## WORK REQUIRED
Scan the entries below and extract each line with the word "bottom" in it.

## EXERCISE MATERIAL
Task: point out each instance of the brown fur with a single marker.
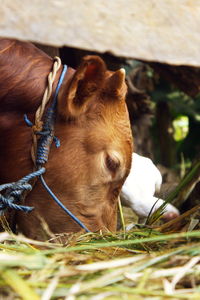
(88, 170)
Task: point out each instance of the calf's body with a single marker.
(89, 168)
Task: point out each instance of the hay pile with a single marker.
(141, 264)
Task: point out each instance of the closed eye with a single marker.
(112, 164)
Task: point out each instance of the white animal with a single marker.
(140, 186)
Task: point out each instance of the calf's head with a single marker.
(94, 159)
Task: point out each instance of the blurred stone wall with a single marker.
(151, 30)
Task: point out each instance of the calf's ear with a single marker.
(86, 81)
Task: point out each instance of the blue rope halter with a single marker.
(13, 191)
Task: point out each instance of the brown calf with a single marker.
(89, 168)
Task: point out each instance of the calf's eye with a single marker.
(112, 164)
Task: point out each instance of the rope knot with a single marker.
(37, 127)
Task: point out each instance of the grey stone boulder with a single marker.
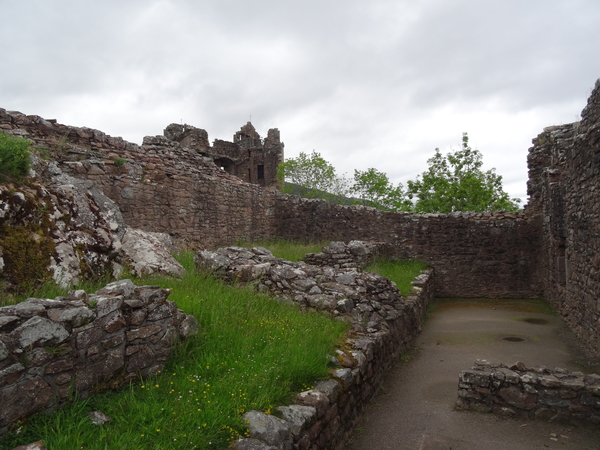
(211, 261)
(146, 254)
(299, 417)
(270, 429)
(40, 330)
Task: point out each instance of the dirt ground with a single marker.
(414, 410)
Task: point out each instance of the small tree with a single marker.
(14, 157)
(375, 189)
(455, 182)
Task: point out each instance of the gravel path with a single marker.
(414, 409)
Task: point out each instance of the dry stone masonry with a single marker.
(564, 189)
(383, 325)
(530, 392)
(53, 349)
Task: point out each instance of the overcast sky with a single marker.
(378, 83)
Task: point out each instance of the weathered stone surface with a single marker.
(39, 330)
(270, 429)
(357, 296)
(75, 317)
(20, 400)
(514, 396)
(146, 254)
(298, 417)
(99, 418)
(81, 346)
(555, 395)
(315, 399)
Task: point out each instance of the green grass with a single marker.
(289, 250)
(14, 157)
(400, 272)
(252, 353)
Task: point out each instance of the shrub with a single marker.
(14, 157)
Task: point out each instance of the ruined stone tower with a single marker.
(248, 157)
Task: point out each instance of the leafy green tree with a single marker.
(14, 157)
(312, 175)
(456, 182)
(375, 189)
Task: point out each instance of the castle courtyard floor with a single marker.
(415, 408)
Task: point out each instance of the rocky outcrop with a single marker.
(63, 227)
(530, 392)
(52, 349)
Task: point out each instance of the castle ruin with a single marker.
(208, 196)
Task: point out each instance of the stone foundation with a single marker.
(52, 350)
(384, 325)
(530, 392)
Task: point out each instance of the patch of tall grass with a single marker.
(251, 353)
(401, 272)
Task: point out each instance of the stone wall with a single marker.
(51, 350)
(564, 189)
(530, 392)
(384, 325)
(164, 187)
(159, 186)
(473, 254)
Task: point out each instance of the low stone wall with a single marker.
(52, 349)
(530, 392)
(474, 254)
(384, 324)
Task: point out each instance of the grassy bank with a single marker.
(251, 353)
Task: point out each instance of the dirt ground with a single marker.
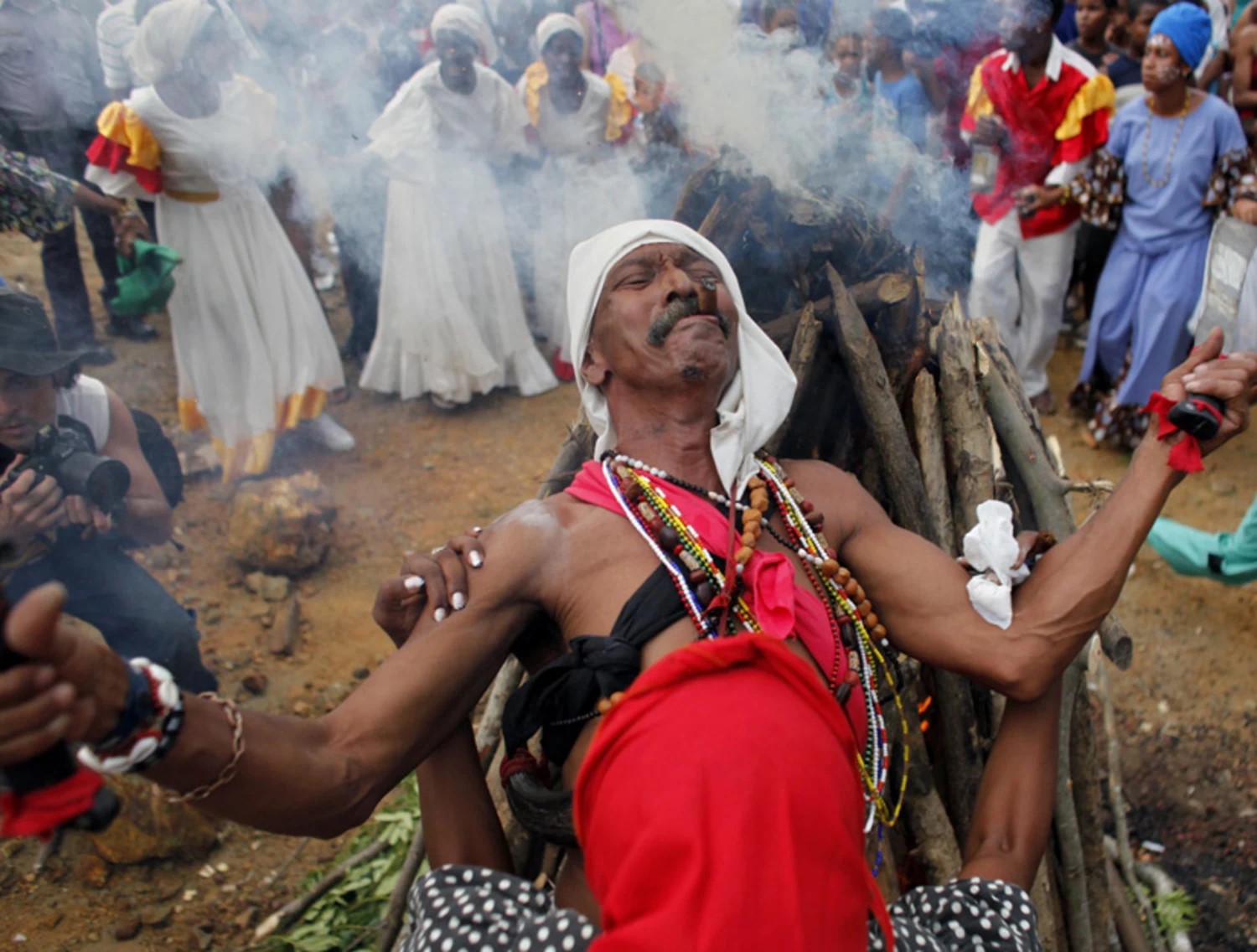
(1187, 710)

...

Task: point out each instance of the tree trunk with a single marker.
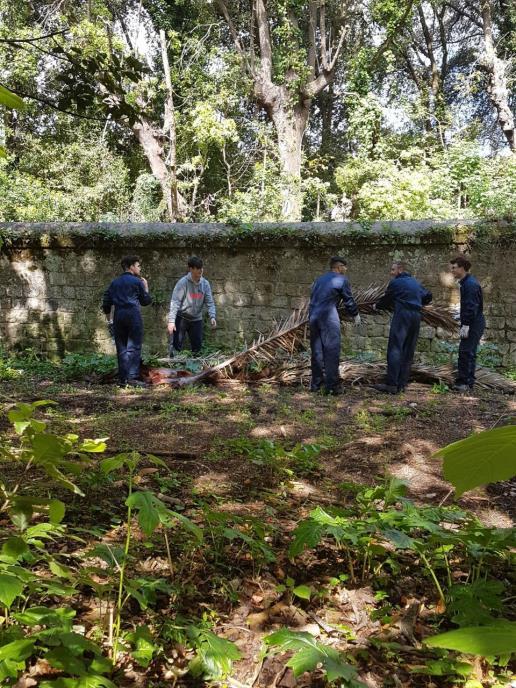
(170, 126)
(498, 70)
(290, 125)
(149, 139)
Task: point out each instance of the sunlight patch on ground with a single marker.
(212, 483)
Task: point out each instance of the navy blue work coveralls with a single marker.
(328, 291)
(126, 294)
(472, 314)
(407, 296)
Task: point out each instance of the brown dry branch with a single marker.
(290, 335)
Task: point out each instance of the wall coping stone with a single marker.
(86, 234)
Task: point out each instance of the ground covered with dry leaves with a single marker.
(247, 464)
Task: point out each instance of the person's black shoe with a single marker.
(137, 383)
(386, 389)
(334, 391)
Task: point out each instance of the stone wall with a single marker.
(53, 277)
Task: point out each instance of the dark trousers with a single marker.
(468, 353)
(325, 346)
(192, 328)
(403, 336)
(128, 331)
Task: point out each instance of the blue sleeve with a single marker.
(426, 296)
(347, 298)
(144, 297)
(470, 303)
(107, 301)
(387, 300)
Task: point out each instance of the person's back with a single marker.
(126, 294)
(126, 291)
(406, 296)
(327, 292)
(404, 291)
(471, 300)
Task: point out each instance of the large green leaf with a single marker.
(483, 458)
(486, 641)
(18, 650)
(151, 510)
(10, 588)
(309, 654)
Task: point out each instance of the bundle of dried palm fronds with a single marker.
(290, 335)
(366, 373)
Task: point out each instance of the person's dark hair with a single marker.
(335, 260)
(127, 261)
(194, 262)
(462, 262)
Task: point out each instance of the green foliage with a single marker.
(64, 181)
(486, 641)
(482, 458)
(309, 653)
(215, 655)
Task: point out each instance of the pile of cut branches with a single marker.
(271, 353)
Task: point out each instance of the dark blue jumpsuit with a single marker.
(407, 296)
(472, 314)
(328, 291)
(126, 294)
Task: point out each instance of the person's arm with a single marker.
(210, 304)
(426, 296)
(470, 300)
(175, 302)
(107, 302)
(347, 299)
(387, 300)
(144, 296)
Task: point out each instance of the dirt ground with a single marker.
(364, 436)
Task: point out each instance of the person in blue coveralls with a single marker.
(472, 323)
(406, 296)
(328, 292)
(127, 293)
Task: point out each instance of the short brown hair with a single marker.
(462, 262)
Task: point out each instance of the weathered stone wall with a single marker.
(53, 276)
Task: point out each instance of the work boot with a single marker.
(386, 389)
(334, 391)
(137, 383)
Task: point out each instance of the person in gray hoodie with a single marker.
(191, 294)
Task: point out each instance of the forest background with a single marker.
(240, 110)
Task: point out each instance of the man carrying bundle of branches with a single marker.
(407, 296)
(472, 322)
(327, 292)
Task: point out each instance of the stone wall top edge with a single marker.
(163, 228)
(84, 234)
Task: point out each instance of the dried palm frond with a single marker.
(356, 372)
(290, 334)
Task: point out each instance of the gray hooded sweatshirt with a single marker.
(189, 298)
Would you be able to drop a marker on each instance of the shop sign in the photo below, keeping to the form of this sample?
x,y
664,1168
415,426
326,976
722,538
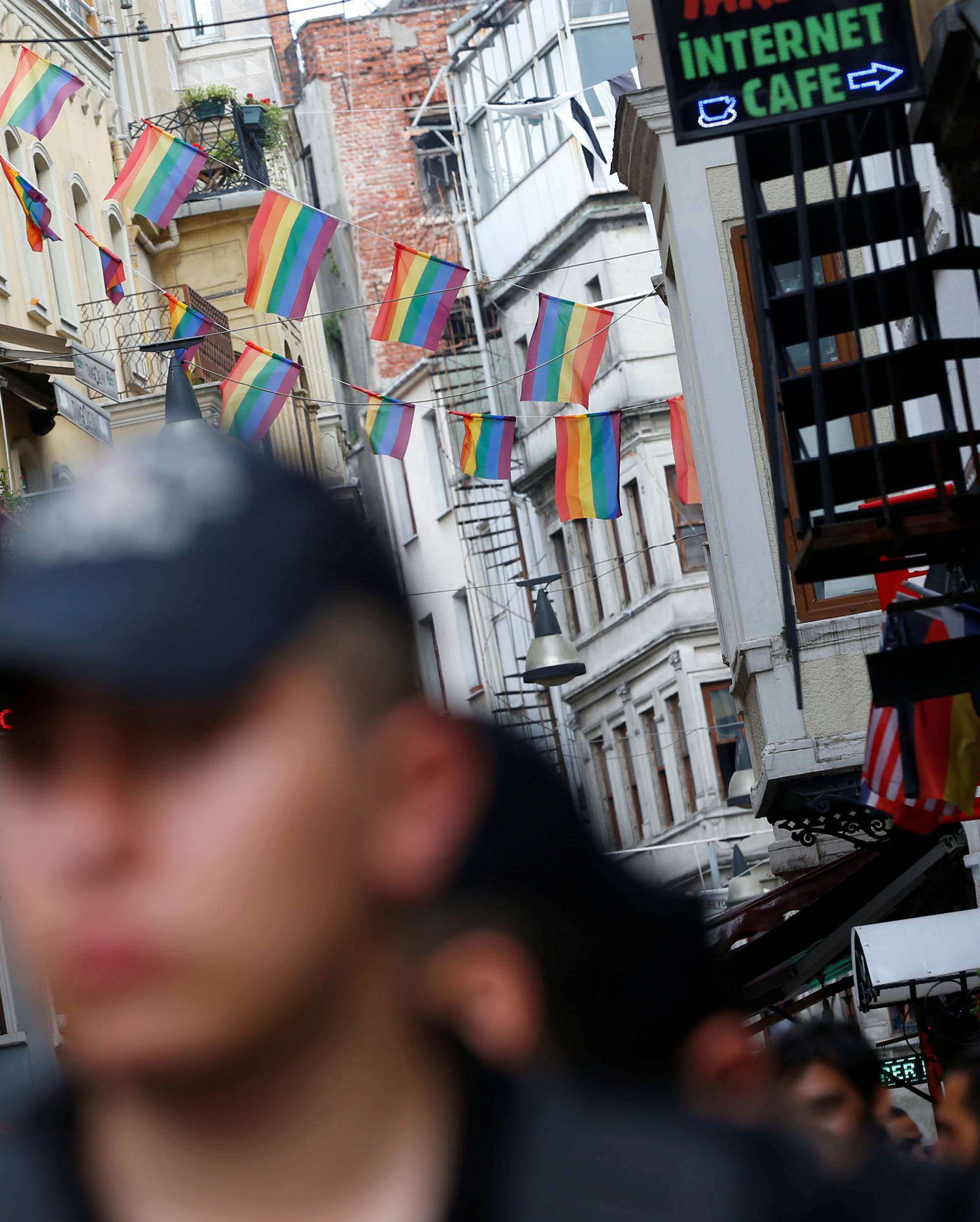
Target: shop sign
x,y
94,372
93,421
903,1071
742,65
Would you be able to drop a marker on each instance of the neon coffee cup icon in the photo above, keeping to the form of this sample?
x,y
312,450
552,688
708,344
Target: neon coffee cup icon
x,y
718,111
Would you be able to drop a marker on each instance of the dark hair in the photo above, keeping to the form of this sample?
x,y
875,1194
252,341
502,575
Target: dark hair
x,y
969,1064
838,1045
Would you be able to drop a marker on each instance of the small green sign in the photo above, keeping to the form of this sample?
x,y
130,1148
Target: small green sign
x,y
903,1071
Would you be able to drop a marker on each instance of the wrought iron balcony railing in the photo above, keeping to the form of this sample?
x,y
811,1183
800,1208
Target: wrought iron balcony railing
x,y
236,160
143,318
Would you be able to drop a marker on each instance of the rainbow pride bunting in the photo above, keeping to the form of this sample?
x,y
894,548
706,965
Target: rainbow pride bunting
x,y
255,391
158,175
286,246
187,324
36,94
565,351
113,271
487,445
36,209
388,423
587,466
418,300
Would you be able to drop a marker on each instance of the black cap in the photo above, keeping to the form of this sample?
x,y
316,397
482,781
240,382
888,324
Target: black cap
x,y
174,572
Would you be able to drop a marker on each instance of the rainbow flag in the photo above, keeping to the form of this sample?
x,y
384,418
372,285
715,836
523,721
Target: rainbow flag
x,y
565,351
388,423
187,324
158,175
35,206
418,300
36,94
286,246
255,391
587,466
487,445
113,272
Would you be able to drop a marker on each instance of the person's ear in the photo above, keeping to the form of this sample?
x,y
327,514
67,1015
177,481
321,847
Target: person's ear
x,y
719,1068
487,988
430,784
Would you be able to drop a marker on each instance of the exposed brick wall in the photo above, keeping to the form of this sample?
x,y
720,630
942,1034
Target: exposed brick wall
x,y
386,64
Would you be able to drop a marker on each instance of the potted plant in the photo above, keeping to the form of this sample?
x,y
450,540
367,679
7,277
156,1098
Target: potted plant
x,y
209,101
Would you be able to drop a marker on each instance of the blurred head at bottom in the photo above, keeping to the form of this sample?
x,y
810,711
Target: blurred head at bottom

---

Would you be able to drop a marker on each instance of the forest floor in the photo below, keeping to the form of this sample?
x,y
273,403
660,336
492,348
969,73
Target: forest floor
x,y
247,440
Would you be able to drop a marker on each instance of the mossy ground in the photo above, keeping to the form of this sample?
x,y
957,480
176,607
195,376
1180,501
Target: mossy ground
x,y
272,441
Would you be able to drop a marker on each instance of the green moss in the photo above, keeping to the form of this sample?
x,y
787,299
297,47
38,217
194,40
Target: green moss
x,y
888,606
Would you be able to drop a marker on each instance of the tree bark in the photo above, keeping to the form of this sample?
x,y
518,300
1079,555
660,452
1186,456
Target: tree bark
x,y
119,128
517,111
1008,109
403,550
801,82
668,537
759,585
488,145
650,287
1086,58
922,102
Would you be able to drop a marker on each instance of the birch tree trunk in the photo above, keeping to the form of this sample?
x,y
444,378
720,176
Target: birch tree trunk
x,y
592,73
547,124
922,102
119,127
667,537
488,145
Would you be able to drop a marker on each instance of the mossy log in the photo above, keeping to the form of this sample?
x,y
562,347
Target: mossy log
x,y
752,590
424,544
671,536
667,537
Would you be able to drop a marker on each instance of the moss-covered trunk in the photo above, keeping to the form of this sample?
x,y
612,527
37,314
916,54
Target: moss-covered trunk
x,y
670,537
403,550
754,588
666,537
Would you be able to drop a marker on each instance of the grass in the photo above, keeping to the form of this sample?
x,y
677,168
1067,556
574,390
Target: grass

## SOLUTION TO THIS PROBLEM
Would you be able to drop a marker on each instance of the blurred head at bottom in the photo above, keeping to the form of this sample?
Target: blurred head at bottom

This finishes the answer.